-- START OF Available data --
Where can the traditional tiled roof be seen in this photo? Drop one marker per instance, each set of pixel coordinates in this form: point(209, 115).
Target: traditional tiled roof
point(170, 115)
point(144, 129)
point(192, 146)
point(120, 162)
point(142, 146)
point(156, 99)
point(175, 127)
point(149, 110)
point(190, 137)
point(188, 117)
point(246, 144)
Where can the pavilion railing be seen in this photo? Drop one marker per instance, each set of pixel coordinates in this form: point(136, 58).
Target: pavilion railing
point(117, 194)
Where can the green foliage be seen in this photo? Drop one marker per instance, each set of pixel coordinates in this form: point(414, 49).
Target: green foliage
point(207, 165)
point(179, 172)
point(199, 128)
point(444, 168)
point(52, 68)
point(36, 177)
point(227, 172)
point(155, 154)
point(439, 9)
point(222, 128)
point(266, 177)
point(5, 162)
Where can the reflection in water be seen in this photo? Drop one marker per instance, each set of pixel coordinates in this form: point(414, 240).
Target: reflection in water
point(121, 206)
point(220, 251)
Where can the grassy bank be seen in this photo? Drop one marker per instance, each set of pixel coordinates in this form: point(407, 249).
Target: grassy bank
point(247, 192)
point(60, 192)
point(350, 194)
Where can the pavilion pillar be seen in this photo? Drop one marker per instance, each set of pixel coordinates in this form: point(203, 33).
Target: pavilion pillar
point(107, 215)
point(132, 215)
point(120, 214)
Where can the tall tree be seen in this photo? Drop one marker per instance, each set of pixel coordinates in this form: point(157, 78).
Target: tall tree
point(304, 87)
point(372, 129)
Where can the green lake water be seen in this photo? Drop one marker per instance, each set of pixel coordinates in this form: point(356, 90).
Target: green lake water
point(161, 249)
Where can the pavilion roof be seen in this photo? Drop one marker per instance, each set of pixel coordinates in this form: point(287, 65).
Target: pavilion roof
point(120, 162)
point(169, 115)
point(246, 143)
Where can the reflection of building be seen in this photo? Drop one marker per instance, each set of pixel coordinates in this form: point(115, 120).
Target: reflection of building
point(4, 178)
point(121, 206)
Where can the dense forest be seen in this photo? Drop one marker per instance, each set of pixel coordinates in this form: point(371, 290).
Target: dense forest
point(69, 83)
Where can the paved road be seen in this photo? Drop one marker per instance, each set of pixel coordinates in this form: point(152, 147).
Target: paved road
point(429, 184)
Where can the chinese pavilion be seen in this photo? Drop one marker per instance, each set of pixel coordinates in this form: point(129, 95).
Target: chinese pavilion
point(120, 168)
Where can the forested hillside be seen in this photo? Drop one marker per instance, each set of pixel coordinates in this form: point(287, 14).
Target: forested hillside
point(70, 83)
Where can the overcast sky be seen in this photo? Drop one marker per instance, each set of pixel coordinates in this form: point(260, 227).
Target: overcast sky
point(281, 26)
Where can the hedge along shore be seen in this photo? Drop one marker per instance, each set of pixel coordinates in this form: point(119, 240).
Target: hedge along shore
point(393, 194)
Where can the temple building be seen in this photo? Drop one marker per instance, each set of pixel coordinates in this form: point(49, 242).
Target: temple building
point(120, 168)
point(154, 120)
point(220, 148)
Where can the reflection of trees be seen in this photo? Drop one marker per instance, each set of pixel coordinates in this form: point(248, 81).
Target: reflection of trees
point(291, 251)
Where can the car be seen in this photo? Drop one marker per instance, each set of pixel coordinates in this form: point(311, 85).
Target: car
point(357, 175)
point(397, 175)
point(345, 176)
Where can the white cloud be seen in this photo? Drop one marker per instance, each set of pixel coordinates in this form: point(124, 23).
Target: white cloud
-- END OF Available data --
_Task description:_ Go through all of the material and swap "marker" for "pin" wherever it appears. Keep every other word and line unchanged.

_Written response:_
Where can the traditional tiled roof be seen in this photo? Drop one pin per instance, each set of pixel coordinates in this form: point(209, 115).
Target: traditional tiled roof
point(170, 115)
point(144, 129)
point(192, 146)
point(120, 162)
point(142, 146)
point(156, 99)
point(175, 127)
point(149, 110)
point(190, 137)
point(188, 117)
point(246, 144)
Where can the pavilion railing be seen in this photo? Drop one pin per instance, each set of pixel coordinates in this form: point(136, 58).
Target: pavilion railing
point(117, 194)
Where can the green foliage be seen in this photo? Drop one pin per instance, each set of pixel coordinates in this form: point(414, 49).
Target: green foliage
point(207, 165)
point(179, 172)
point(199, 128)
point(444, 168)
point(52, 68)
point(36, 177)
point(227, 172)
point(155, 154)
point(439, 9)
point(222, 128)
point(266, 177)
point(5, 162)
Where can the reflection in water be seen in this photo? Drop one pin per instance, each set of pixel coordinates in this form: point(414, 240).
Target: reflection in water
point(121, 206)
point(220, 251)
Where can the grassy bank be seen in this photo? Drop one pin per instance, each set of pixel coordinates in this form: point(407, 249).
Target: grassy bank
point(247, 192)
point(60, 192)
point(350, 194)
Where can the pavilion pillar be seen in this photo? Drop one pin per instance, each set of pixel coordinates in this form: point(203, 33).
Target: pavilion pillar
point(107, 215)
point(132, 215)
point(120, 214)
Where can the tall tree be seen in this photo? Drop one pin per instance, each set of pixel coordinates in this form: point(157, 78).
Target: tall tree
point(304, 87)
point(372, 129)
Where can the green lake water be seen in this photo? Drop one pin per instance, each set of pixel coordinates in this form: point(356, 90).
Target: green lake water
point(161, 249)
Where can the pavilion roof be seen in this photo? Drop one pin per instance, each set of pixel coordinates in this form: point(287, 65).
Target: pavilion roof
point(120, 162)
point(169, 115)
point(246, 143)
Where can the reflection of building be seen in this photo? Drop one pin per instance, each set of pixel coordinates in this form: point(115, 120).
Target: reflection of building
point(4, 178)
point(121, 206)
Where can the dense forest be seen in this photo? Drop one pin per instance, each set of pixel coordinates in this form: point(371, 290).
Target: dense forest
point(69, 83)
Where can the paved road be seen in this photo? Drop one pin per instance, each set of pixel coordinates in this form: point(152, 147).
Target: paved road
point(429, 184)
Where can the chinese pavilion be seen in this photo? Drop one pin per instance, each set of pixel coordinates in this form: point(129, 95).
Target: chinese pavilion
point(120, 168)
Where can the forested hillside be seen in this photo? Drop one pin per instance, each set of pixel coordinates in this form: point(287, 14).
Target: forested hillside
point(70, 83)
Where can the overcast sky be seen in this photo? Drop one pin per instance, each set of pixel coordinates in this form: point(260, 227).
Target: overcast sky
point(281, 26)
Where can the hedge along shore be seen in this photo? Drop one pin per instance, each set of pixel coordinates in this form: point(119, 240).
Target: hedge along shore
point(393, 194)
Where can the temple building be seen in this photo? Drop one pin per instance, each set of pixel coordinates in this form: point(49, 242).
Target: temple building
point(120, 168)
point(154, 120)
point(220, 148)
Where can the reflection of trees be seen in this photo? Drop one pin per instance, each set of pixel coordinates in this form: point(248, 81).
Target: reflection of trees
point(291, 251)
Where can the car be seen in this photo? Drop one pin per instance, each set of pixel coordinates in this form: point(311, 85).
Target: car
point(357, 175)
point(397, 175)
point(345, 176)
Where can the white cloud be seen in this photo? Drop one pin per instance, each set of pixel coordinates in this form: point(124, 23).
Target: white cloud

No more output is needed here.